[Dataset records]
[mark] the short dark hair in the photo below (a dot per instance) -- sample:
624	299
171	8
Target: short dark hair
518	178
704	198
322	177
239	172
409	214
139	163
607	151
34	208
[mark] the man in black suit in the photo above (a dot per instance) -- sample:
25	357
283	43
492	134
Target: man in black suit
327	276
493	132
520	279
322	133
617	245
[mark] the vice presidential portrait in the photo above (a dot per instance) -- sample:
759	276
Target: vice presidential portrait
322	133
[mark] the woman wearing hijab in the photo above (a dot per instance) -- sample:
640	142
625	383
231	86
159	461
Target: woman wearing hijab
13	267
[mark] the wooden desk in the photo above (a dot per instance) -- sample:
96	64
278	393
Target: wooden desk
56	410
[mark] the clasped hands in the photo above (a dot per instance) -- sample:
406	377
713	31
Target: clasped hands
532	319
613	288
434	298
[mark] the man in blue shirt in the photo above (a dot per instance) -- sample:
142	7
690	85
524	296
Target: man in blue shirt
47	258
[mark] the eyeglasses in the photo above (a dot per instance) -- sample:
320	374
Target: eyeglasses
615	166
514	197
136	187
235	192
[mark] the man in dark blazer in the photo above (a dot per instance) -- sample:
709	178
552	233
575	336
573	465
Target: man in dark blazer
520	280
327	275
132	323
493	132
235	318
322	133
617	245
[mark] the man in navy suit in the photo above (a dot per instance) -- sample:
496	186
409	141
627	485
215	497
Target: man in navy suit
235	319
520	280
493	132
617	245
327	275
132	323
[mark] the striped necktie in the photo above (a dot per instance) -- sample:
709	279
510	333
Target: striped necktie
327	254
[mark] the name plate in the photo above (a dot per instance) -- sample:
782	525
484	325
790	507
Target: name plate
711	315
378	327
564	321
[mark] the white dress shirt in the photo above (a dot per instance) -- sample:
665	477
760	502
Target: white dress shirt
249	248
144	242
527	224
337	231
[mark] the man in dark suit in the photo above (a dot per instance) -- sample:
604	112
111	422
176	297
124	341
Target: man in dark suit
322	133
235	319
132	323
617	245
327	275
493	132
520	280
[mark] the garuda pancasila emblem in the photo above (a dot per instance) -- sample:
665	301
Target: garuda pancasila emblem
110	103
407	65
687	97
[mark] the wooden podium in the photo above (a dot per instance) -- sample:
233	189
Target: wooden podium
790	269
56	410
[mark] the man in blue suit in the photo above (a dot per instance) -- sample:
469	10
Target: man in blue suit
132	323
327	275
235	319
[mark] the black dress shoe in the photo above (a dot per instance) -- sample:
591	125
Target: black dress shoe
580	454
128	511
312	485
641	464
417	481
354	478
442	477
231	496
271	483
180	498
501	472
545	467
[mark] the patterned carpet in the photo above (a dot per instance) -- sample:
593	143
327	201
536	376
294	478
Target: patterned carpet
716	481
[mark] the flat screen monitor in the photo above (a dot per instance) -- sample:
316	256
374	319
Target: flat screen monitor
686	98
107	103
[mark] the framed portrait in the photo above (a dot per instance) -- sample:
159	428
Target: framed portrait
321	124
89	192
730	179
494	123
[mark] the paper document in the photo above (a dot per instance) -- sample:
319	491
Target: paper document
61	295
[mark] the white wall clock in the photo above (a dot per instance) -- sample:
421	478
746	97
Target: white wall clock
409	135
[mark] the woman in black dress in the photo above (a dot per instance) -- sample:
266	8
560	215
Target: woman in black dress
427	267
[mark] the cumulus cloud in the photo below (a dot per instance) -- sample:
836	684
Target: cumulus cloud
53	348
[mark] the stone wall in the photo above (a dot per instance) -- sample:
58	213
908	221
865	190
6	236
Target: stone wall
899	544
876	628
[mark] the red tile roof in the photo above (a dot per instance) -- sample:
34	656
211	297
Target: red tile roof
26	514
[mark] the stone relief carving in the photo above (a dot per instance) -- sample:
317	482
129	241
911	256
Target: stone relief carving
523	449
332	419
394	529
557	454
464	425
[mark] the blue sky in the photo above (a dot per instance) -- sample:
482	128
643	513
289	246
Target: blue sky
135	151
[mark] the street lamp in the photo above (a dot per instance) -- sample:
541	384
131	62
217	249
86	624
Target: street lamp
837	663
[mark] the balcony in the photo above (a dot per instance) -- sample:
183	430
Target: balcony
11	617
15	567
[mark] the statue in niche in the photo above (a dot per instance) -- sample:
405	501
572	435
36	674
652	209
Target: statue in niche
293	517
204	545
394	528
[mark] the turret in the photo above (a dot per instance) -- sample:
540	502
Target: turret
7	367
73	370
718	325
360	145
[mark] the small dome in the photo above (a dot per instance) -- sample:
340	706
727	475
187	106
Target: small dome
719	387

[YOUR TASK]:
Repeat every record, keeping each word and mark exactly as it is.

[REPLY TO THE EXERCISE]:
[mark] the short dark hair in the photo below (a dot per instance) -- sample:
624	299
171	8
Target: short dark hair
518	178
704	198
322	177
239	172
409	214
139	163
607	151
34	208
[mark] the man in black suit in the photo above (a dot per instance) -- sample:
25	357
283	43
492	134
Target: man in black suit
327	276
493	132
520	279
322	133
617	245
[mark] the vice presidential portrait in the photo above (a dot per instance) -- sample:
759	276
Target: vice presidential portrait
322	133
[mark] the woman wearing hijab in the photo above (a dot per instance) -- sample:
640	142
625	383
231	86
159	461
Target: woman wearing hijab
13	267
[mark] the wooden desk in the photo above (a dot per instance) -- sample:
96	64
278	393
Target: wooden desk
56	410
[mark] the clasped hands in the photo above (a dot per instance) -- sample:
406	377
713	31
Target: clasped hands
532	319
613	288
434	298
[mark] the man in blue shirt in the photo above (a dot per instance) -- sample:
142	7
690	85
524	296
Target: man in blue shirt
47	258
[mark] the eyeglasses in the photo above (a dot per instance) -- sample:
320	374
Target: eyeglasses
615	166
514	197
136	187
235	192
[mark] the man in dark blazer in the photo above (a dot per instance) -- sample:
709	178
552	233
575	336
573	465
Target: man in dark blazer
520	280
327	275
132	323
493	132
235	318
322	133
617	245
[mark] the man in navy suit in the photo above (a dot per instance) -- sample:
496	186
409	141
627	485
215	497
Target: man in navy suit
235	319
520	280
493	132
617	245
327	275
132	323
[mark] the striped necktie in the photo above (a dot per instance) -- sample:
709	279
510	333
Target: striped necktie
327	254
[mark] the name plate in the photo above (a dot per instance) -- sample:
782	525
484	325
790	507
Target: name plate
711	315
378	327
564	321
[mark] the white dress shirt in the photo above (a dot per instance) -- sample:
665	477
760	502
Target: white dress shirt
249	248
144	242
527	224
337	231
[mark] the man in dark suit in the photo above (a dot per instance) -- sample:
604	112
111	422
176	297
124	341
Target: man in dark suit
322	133
235	319
132	323
617	245
327	275
493	132
520	280
[mark] the garuda pancasila emblem in the photo above (a dot per instance) -- sample:
665	301
Target: garuda pancasila emblem
110	103
407	65
687	97
[mark] the wooden podium in the photo above (a dot per instance) -- sample:
233	189
Target: wooden podium
790	269
56	410
[mark] the man in blue suit in the photo above (a dot per instance) -- sample:
469	10
Target: man in blue suit
132	323
327	275
235	319
[mark] the black dress shoe in the photo above (a dot per instance) -- sample:
591	125
Target: black dress shoe
580	454
128	511
312	485
641	464
417	481
354	478
442	477
231	496
271	483
180	498
501	472
545	467
[mark] the patterned carpet in the photo above (a dot per instance) -- sample:
593	143
327	201
536	376
294	478
Target: patterned carpet
716	481
[mark] the flat screen monitor in the photo above (a dot per instance) -- sample:
316	256
374	319
Target: flat screen monitor
686	98
107	103
[mark] the framed portrait in the photo above (a dot per instance) -- sample:
159	428
Target: framed portrait
321	124
89	192
730	179
494	123
[mark] the paper document in the photo above (a dot per instance) -- sample:
319	491
Target: paper document
61	295
[mark] the white wall clock in the photo above (a dot per instance) -- sample:
421	478
746	97
Target: white wall clock
409	135
[mark] the woman in black dress in the photo above (a dot per instance) -- sample:
266	8
560	215
Target: woman in black dress
427	267
[mark] the cumulus cloud in the photo below (a dot per instance) -- sample:
836	684
Target: cumulus cloud
53	348
[mark] the stone wall in the photo above (a dot per instance) -- sample:
58	213
908	221
865	190
6	236
Target: stone wall
899	544
876	628
[mark] the red tile roof in the photo above (a dot per instance) -- sample:
34	656
211	297
Target: red tile roof
26	514
[mark] the stone relief carving in the photo above (a dot per instance) -- sample:
317	482
129	241
911	256
Target: stone relief carving
523	449
332	419
394	529
557	454
464	425
[mark] the blue sky in the photo above (a dot per instance) -- sample:
482	128
643	513
289	246
Target: blue sky
135	151
[mark] the street lamp in the photo above (a dot per instance) -- sample:
541	384
131	62
217	249
86	624
Target: street lamp
837	663
[mark] the balcony in the photo above (a dot per instance) -- sample:
183	430
Target: balcony
11	617
15	567
[mark] the statue in niche in the photo above (a dot per instance) -- sample:
405	501
572	435
36	674
652	209
Target: statue in niche
293	517
204	545
394	528
[mark] the turret in the photo above (a dot per instance) -- sample:
540	502
Target: turret
7	367
73	370
718	325
360	145
[mark] the small dome in the photo above (a dot per instance) -- sample:
340	706
727	475
187	106
Target: small dome
719	387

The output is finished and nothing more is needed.